Celstraf geëist voor niet tijdig inschakelen hulp voor echtgenote
Het Openbaar Ministerie heeft 270 dagen gevangenisstraf, waarvan 186 dagen voorwaardelijk met een proeftijd van drie jaar, geëist tegen een 41-jarige man vanwege het in hulpeloze toestand achterlaten van zijn echtgenote. De vrouw is daardoor overleden. Volgens het OM heeft hij zijn vrouw in oktober 2019 in hun huis in Winkel urenlang op de koude vloer laten liggen. Ze was onder invloed van alcohol en medicijnen thuis op de grond gevallen.
Als de rechtbank in Haarlem de eis volgt, betekent dit dat verdachte Pedro V. niet meer de cel in hoeft, omdat hij al 84 dagen vast heeft gezeten. De aanklager merkte donderdag op dat deze zaak alleen maar verliezers kent. „Niemand heeft dit gewild.” V. is licht verstandelijk beperkt. Deskundigen achtten hem verminderd toerekeningsvatbaar, een advies dat de aanklager overnam. Desondanks was voor het OM duidelijk dat V. niet op tijd had ingegrepen, terwijl dat wel had gemoeten omdat uiteindelijk heel duidelijk was dat zijn vrouw in een levensbedreigende toestand verkeerde. Zij had veel zwellingen en botbreuken.
V. verklaarde dat hij en zijn vrouw op 12 oktober 2019 samen veel bier hadden gedronken. Zijn vrouw gebruikte ook zware medicatie. Zij zou ongeveer zeven keer zijn gevallen. Op een gegeven moment wilde zij volgens V. niet meer opstaan en bleef ze op de koude grond liggen. Hij ging slapen, maar ging nog wel enkele keren bij haar kijken. Ook gooide hij water over haar heen om haar wakker te houden en maakte hij een filmpje en foto’s, naar eigen zeggen om naar hulpverleners te sturen. Ze was volgens V. tot in de middag van 13 oktober nog bij kennis. Pas toen zij niet meer reageerde en hij zag dat haar tong blauw was, belde hij 112. In paniek schopte hij haar, in de hoop haar wakker te krijgen.
V. verklaarde al anderhalf jaar nachtmerries te hebben en zichzelf continu verwijten te maken. Zijn advocaat vroeg vrijspraak. V. zou er alles aan hebben gedaan wat binnen zijn beperkingen mogelijk was. Hij zou zijn vrouw eerder al hebben gevraagd of hij een ambulance moest bellen, maar zij zou dat niet hebben gewild.
De rechtbank doet 25 februari uitspraak.

[BESCHIKBARE GEGEVENS]:
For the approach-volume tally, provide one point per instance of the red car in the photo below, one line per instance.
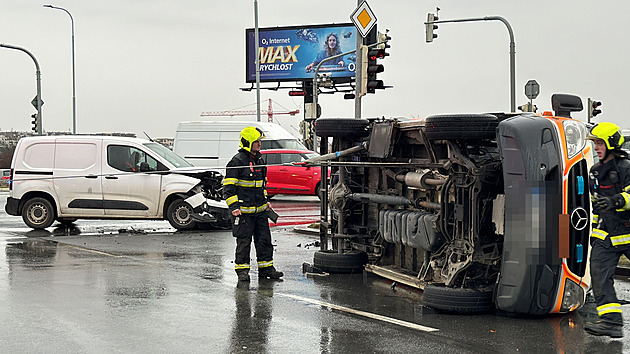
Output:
(282, 178)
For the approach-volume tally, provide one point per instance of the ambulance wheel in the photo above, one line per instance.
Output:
(461, 126)
(38, 213)
(179, 215)
(457, 300)
(341, 127)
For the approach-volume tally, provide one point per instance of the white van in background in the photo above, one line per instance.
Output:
(213, 143)
(66, 178)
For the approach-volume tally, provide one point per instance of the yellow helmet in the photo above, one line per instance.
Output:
(249, 135)
(609, 133)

[OPDRACHT]:
Leg in één tot drie zinnen uit waarom Pedro V. volgens het nieuwsbericht niet meer de cel in hoeft als de rechtbank de eis volgt.

[ANTWOORD]:
Het OM eist 270 dagen gevangenisstraf, waarvan 186 dagen voorwaardelijk. Er blijven dus 84 onvoorwaardelijke dagen over. V. heeft al 84 dagen vastgezeten en die straf dus al uitgezeten.